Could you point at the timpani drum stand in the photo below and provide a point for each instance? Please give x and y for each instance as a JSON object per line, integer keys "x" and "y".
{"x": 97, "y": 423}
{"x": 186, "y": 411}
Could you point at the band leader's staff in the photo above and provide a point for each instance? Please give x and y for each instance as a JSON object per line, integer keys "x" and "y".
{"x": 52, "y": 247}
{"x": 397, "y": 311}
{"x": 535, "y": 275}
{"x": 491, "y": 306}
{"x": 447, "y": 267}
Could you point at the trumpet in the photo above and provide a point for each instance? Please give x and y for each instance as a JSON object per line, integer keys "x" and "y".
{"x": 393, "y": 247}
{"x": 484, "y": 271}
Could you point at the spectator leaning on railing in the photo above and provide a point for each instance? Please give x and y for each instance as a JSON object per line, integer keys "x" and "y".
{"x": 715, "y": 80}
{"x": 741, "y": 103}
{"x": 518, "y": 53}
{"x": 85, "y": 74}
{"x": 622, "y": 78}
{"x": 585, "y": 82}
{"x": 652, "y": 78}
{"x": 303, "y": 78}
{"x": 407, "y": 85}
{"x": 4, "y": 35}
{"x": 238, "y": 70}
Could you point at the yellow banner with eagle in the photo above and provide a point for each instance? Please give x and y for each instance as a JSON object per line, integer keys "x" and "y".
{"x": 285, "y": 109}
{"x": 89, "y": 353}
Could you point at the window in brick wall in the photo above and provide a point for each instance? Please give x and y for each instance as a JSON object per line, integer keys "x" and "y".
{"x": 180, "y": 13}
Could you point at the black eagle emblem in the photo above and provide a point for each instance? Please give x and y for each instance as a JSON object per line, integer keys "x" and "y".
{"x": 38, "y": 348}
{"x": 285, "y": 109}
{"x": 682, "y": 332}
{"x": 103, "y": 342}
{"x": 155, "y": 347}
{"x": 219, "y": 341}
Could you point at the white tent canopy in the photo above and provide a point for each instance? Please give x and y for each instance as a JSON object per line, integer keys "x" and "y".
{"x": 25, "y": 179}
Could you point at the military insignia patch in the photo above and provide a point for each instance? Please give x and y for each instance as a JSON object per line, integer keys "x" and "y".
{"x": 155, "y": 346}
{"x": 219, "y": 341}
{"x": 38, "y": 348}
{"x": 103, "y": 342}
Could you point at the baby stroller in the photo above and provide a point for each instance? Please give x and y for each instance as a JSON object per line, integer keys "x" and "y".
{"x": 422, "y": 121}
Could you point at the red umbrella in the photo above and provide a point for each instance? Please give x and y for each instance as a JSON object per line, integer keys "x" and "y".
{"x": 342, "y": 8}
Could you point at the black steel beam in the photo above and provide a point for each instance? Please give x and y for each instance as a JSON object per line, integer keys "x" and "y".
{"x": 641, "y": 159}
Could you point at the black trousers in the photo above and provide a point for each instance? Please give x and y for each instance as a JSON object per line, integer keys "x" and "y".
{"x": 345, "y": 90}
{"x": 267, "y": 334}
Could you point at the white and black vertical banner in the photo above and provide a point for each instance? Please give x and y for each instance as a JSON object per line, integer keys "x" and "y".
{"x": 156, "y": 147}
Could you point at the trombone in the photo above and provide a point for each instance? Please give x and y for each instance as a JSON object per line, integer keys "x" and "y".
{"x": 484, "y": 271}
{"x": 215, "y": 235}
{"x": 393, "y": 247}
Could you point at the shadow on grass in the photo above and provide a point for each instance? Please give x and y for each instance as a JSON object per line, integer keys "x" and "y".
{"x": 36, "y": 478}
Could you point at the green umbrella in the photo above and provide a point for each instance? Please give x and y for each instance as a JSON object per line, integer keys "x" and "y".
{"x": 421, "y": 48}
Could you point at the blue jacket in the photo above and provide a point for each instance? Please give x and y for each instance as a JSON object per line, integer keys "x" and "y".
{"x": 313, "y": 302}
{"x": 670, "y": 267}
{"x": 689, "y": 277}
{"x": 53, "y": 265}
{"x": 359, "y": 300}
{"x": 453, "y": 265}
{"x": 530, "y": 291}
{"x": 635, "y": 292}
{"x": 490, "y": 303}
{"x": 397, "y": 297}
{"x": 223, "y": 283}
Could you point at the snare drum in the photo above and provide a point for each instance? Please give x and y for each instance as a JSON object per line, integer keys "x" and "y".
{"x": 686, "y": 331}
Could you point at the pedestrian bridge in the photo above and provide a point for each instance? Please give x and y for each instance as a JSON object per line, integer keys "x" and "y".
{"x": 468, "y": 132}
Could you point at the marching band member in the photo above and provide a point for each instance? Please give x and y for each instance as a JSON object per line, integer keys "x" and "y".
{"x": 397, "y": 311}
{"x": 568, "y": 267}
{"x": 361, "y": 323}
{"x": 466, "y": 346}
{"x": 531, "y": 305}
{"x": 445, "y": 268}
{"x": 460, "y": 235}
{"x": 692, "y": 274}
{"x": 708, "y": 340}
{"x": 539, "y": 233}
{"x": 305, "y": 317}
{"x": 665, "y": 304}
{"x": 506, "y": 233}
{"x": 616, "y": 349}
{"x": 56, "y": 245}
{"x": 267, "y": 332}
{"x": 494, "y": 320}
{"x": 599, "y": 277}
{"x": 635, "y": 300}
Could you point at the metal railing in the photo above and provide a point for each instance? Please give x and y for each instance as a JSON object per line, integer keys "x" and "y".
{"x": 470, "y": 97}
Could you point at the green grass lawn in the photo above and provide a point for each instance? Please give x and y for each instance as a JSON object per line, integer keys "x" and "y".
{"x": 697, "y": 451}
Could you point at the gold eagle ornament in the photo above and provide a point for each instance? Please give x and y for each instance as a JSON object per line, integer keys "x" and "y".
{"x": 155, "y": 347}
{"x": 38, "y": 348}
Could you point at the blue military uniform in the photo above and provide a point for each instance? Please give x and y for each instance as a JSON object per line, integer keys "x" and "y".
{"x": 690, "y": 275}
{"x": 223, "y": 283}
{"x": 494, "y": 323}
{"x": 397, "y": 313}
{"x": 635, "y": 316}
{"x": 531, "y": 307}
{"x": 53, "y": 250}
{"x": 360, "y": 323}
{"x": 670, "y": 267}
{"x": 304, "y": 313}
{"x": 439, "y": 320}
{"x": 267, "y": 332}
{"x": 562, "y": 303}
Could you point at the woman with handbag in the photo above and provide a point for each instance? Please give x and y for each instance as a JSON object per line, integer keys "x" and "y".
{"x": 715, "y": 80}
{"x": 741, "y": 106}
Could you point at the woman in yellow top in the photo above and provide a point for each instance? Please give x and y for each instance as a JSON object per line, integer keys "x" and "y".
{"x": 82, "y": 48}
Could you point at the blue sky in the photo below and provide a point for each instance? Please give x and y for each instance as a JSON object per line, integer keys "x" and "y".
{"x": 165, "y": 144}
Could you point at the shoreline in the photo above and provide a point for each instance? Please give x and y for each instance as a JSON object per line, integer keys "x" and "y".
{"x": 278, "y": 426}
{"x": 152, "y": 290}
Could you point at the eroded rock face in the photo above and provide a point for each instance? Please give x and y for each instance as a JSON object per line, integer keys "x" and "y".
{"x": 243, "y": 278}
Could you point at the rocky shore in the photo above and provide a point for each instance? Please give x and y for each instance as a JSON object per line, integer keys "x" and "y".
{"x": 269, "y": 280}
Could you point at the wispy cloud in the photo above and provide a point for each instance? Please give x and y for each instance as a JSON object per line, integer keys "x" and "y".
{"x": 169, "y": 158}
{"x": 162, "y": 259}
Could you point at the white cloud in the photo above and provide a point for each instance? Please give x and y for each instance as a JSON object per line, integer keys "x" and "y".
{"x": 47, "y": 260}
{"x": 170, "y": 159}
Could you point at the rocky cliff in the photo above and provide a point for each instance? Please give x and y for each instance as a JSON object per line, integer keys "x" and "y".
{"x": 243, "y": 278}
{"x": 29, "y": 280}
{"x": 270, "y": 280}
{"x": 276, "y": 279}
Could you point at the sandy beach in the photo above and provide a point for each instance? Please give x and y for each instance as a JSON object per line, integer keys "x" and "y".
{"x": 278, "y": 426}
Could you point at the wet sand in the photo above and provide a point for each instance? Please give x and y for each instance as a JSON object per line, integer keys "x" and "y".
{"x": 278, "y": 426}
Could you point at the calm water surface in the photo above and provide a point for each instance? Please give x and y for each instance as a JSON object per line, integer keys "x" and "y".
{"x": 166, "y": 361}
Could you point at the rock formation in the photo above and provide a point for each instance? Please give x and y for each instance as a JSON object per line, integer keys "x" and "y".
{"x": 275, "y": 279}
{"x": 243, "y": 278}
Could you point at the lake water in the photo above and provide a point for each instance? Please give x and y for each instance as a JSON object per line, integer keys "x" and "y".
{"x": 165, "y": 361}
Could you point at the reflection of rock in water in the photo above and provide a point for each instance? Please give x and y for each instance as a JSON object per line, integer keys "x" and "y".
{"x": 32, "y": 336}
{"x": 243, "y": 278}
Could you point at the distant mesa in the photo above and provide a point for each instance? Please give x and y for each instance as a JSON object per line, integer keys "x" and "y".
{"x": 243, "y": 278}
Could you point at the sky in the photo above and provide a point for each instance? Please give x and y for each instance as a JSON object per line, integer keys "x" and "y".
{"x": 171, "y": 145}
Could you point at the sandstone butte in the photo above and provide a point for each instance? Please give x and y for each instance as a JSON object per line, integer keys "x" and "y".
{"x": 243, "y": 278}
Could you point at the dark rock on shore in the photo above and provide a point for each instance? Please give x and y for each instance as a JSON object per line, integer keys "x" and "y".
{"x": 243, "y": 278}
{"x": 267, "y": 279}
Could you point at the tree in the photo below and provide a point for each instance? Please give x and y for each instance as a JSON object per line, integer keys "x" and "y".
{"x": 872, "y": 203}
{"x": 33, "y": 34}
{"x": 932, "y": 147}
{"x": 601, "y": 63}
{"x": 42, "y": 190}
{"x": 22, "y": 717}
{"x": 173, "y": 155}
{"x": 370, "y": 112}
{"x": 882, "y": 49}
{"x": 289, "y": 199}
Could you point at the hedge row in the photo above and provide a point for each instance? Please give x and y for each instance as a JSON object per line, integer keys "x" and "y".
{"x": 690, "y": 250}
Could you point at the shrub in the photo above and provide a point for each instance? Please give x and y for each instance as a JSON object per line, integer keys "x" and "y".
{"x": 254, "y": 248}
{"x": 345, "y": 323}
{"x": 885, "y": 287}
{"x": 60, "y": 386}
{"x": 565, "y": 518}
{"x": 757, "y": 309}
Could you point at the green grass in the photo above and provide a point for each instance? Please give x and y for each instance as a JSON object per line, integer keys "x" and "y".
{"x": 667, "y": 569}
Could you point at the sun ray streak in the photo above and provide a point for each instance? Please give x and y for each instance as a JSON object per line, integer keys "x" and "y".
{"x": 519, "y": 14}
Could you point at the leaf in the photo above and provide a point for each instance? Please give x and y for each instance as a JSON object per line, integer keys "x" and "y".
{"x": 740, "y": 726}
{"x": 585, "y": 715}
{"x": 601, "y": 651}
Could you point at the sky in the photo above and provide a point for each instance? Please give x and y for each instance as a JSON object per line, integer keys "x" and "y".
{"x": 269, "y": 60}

+++

§ Problem details
In the records above, return only the line that contains "Could you point at the tree" and every line after it through the last, exactly as they appear.

§ The answer
Could you point at the tree in the photo below and provide a point for each instance? Please give x and y for each instance as a JSON object per line, integer keys "x" and "y".
{"x": 872, "y": 203}
{"x": 33, "y": 34}
{"x": 932, "y": 147}
{"x": 601, "y": 63}
{"x": 42, "y": 190}
{"x": 22, "y": 717}
{"x": 173, "y": 155}
{"x": 370, "y": 112}
{"x": 882, "y": 49}
{"x": 289, "y": 199}
Could you point at the hedge row in the photo above and provide a point for each instance? Please give x and y for each instance as a JSON object per line, integer keys "x" and "y".
{"x": 690, "y": 250}
Could you point at the shrub in the photo above and provide a point for each instance? Please give x and y for each instance as a JSON object per line, integer keys "x" and "y".
{"x": 254, "y": 248}
{"x": 345, "y": 323}
{"x": 885, "y": 287}
{"x": 60, "y": 386}
{"x": 565, "y": 518}
{"x": 757, "y": 309}
Could you point at the green grass in the photo above and provide a point for each instance? Please give x and y for each instance as a JSON object per line, integer keys "x" and "y".
{"x": 667, "y": 569}
Could you point at the sun ray streak in the photo above and provide a point for each instance? Please give x and y for each instance as a JSON object per line, integer keys "x" and "y".
{"x": 519, "y": 14}
Could you point at the leaf in the photo above and provide a point for each instance? Please give x and y for each instance as a JSON object per line, integer keys "x" and "y".
{"x": 740, "y": 726}
{"x": 585, "y": 715}
{"x": 601, "y": 651}
Could you point at the sky in the photo above and provide a point for each instance? Please give x and y for each instance as a JSON object per line, integer keys "x" and "y".
{"x": 269, "y": 60}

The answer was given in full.